=== ENTRADAS EXTRAÍDAS ===

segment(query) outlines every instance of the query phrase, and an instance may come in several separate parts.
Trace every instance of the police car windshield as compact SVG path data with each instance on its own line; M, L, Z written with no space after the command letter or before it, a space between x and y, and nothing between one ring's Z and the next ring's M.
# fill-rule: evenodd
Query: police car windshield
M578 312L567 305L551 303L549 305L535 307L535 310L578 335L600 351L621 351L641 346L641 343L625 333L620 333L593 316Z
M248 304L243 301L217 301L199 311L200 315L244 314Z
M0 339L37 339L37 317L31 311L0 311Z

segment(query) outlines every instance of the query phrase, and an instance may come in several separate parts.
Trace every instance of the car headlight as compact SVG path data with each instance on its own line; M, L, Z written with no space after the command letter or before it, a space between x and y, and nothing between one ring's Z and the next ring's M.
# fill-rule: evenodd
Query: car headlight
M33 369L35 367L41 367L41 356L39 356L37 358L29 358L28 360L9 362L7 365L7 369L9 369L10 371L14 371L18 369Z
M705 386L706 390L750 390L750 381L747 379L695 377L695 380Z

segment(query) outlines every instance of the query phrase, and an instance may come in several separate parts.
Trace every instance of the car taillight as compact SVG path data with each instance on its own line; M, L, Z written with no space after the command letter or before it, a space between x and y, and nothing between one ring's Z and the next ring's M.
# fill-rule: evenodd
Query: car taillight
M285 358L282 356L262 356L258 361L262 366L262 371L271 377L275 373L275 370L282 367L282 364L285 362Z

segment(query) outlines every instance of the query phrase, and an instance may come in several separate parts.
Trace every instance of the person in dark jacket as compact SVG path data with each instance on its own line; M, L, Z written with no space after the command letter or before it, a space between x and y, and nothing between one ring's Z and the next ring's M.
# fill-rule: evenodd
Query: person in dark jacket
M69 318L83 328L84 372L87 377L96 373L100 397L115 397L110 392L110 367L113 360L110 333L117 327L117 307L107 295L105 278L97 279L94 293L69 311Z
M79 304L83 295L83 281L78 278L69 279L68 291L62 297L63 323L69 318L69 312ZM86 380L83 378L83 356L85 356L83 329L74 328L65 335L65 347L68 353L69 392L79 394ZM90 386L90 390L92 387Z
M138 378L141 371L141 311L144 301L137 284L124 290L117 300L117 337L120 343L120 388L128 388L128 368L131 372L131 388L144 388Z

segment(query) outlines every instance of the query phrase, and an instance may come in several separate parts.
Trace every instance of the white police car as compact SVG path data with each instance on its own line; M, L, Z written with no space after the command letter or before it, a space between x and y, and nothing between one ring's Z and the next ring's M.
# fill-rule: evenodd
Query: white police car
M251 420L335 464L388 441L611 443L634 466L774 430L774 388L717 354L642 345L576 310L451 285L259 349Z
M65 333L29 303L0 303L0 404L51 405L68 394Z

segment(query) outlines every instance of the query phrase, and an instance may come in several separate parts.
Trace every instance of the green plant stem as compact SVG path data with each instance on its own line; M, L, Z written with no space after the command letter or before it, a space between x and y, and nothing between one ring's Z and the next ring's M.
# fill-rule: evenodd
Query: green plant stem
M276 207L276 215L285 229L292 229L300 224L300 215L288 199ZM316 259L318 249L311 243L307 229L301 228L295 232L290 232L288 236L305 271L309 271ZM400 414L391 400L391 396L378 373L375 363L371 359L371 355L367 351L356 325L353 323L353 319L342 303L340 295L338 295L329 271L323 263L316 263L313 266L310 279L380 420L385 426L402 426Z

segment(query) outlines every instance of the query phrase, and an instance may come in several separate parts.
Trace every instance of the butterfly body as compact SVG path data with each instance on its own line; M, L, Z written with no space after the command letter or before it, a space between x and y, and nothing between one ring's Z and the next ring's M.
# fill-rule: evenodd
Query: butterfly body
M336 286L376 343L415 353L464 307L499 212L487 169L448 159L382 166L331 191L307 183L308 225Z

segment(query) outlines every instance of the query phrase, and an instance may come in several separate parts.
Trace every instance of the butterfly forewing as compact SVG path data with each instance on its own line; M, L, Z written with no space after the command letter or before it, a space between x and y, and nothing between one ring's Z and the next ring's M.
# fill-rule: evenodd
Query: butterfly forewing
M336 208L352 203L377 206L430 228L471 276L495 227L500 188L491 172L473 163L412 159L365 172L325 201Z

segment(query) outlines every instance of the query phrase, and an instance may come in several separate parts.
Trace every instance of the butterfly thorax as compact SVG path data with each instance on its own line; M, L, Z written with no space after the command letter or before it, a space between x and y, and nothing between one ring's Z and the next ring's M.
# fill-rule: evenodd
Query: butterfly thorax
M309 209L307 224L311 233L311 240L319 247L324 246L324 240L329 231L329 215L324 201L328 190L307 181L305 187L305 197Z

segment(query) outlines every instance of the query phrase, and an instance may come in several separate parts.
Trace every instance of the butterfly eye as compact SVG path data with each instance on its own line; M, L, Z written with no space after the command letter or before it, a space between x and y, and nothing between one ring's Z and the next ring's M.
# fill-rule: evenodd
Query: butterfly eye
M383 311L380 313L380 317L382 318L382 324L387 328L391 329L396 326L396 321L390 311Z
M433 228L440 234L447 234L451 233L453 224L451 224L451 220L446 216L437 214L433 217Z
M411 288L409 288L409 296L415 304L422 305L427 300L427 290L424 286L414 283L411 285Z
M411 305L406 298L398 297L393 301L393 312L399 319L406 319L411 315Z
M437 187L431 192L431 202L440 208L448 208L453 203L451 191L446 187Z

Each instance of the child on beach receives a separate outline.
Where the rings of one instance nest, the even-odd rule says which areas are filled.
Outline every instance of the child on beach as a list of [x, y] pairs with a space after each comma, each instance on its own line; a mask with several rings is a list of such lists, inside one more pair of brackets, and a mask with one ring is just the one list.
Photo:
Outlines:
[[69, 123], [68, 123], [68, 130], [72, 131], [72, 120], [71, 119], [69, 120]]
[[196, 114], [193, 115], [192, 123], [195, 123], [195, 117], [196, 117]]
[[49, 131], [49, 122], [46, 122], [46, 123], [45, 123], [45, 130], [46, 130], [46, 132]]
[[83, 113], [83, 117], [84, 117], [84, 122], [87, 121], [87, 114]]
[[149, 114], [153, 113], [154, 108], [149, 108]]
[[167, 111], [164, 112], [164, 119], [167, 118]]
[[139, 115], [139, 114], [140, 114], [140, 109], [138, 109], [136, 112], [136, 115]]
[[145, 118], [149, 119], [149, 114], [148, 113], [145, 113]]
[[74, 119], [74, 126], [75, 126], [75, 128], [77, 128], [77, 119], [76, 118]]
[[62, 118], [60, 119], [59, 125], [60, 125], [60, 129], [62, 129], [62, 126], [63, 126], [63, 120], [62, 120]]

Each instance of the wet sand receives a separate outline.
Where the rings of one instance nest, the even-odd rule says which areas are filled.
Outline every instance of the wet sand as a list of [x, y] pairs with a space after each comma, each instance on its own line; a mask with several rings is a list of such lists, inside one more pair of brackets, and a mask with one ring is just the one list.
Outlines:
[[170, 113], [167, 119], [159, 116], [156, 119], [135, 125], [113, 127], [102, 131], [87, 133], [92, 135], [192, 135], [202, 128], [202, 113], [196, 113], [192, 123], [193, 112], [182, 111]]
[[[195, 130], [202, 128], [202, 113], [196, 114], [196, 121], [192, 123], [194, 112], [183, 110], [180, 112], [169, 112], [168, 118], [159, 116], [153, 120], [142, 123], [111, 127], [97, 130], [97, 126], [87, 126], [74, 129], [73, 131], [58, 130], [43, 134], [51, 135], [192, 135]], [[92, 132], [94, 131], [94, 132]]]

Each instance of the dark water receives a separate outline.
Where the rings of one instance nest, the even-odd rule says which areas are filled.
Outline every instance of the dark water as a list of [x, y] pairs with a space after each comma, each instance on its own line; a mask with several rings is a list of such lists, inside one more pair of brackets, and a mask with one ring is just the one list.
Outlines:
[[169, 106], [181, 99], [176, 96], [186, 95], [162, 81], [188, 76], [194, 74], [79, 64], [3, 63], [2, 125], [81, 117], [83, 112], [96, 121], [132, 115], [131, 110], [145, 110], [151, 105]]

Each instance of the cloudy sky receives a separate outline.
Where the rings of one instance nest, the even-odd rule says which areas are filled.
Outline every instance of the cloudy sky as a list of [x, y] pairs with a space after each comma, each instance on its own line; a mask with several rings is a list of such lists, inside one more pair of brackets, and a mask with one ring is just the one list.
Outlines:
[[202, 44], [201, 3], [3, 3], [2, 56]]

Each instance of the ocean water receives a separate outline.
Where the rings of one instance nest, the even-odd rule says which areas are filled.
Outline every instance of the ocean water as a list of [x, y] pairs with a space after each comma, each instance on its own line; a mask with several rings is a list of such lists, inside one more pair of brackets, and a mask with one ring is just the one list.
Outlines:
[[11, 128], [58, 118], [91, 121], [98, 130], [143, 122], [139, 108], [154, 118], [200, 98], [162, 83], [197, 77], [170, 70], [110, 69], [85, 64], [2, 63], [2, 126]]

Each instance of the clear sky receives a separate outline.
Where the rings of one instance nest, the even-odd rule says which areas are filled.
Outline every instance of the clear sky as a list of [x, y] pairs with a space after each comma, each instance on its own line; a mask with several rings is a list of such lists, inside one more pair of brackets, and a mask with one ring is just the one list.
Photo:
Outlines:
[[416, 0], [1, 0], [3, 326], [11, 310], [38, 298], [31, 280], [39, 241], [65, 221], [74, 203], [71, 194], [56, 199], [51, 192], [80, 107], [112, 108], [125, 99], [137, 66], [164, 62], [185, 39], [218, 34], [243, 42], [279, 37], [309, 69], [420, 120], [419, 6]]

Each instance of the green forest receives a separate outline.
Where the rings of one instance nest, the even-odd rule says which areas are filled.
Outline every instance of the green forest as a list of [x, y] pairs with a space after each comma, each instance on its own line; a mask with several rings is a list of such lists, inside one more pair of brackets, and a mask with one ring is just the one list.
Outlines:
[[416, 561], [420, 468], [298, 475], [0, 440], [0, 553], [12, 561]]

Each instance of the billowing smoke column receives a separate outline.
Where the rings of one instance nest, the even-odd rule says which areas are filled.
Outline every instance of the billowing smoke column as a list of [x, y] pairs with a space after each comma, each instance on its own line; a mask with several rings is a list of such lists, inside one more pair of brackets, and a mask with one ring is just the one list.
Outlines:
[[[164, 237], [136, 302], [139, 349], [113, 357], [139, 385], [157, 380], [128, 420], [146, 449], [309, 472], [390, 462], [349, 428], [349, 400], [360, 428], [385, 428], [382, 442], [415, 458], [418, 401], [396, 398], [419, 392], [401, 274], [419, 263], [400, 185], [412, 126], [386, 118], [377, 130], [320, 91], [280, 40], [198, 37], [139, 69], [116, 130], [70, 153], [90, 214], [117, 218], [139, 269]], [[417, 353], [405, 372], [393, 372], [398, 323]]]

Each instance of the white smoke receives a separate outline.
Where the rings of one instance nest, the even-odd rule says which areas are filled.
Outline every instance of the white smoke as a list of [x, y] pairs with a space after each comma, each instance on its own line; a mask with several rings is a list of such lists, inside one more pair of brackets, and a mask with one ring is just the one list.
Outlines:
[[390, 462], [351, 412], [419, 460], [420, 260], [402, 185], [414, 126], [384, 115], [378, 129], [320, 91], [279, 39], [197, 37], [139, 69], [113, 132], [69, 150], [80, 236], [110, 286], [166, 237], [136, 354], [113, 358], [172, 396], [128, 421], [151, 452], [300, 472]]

===

● DETALHES DO PROBLEMA
Atualize as linhas desde a que contém "Each instance of the child" até a que contém "[[167, 111], [164, 112], [164, 119], [167, 118]]", ambas inclusive, trocando "child on beach" por "child at the beach" e mantendo todo o resto inalterado.

● RESPOSTA DO EXERCÍCIO
Each instance of the child at the beach receives a separate outline.
Where the rings of one instance nest, the even-odd rule says which areas are filled.
Outline every instance of the child at the beach as a list of [x, y] pairs with a space after each comma, each instance on its own line; a mask with several rings is a list of such lists, inside one more pair of brackets, and a mask with one ring is just the one list.
Photo:
Outlines:
[[69, 123], [68, 123], [68, 130], [72, 131], [72, 120], [71, 119], [69, 120]]
[[196, 114], [193, 115], [192, 123], [195, 123], [195, 117], [196, 117]]
[[49, 131], [49, 122], [46, 122], [46, 123], [45, 123], [45, 130], [46, 130], [46, 132]]
[[83, 113], [83, 117], [84, 117], [84, 122], [87, 121], [87, 114]]
[[149, 114], [153, 113], [154, 108], [149, 108]]
[[167, 111], [164, 112], [164, 119], [167, 118]]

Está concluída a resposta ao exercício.